## Passage
Since its creation, ColorADD has been applied in various services, mainly in Portugal:
- Hospitals: on patient wristbands, pill bottles and path lines
- Schools: Viarco coloring pencils and students' note books
- Transports: subway maps, traffic lights and parking lots
- Accessibility: paint cans, groceries, postage services, energy monitoring
It was also recognised by Buenos Aires University and TEDx Porto.

In September 2017, Mattel launched a colorblind-friendly version of Uno that utilizes ColorADD.

== Fees and usage restrictions ==
This system is copyrighted; it is not in the public domain, nor is it free licensed. Usage must be licensed by the for-profit private company Miguel Neiva & Associados - design gráfico, Lda. and fees are not public. According to ColorADD "license fee is adjusted to the partner's profile". There is a pro bono model only for schools and universities managed by the nonprofit NGO ColorADD.Social.

== Criticism ==

=== Orientation dependency ===

One of the main criticisms of the ColorADD system is that some of the color symbols can be confused if they are inverted, similar to how the Arabic numerals 6 and 9 are mirror images of each other. For example, the symbols for red and blue both use the same triangle oriented in a different direction, and the symbols for green and orange are mirror images of each other.

In some uses, this problem has been addressed by adding a baseline to indicate the bottom of the symbol, in a similar manner to how the six and nine Arabic numerals can be clarified. This adds noise to the design and can slow down the identification of some ColorADD symbols. While Arabic numerals came into existence centuries ago, the much more recent ColorADD system could have been designed with this in mind.

## Recorded information
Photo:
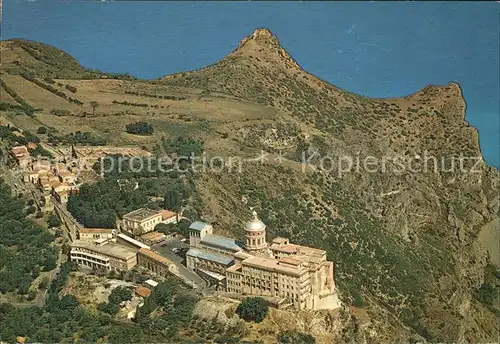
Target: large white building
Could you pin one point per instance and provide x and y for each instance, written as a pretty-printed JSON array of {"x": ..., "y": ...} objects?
[{"x": 297, "y": 275}]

## Exercise instructions
a – According to the text on ColorADD, which company launched a colorblind-friendly version of Uno in September 2017?
b – Carry on the ColorADD text from its last sentence.

## Answers for the tasks
a – Mattel launched it.

b –
=== Colors used as codes ===

In many cases, colors are used as a code for something else. In these cases, the choice of color is often arbitrary. The use of color symbols can add an unnecessary layer of indirection and other more direct symbols are better choices.

For instance, the colors assigned to lines on a transport map are arbitrary. As well as a color, they are often assigned a letter or number. Instead of repeating the ColorADD symbols, it would be preferable to repeat the letter or number throughout the map or to choose a colorblind-friendly palette. Another example is the color coding of [waste sorting] bins. In this instance, symbols representing what can be put in each bin would be more useful.

==Similar systems==
The Feelipa Color Code is another colour-identification system developed in Portugal for accessibility purposes. Both systems use simple geometric symbols to represent colours and colour relationships, although they differ in their visual languages, design methodologies, and implementations.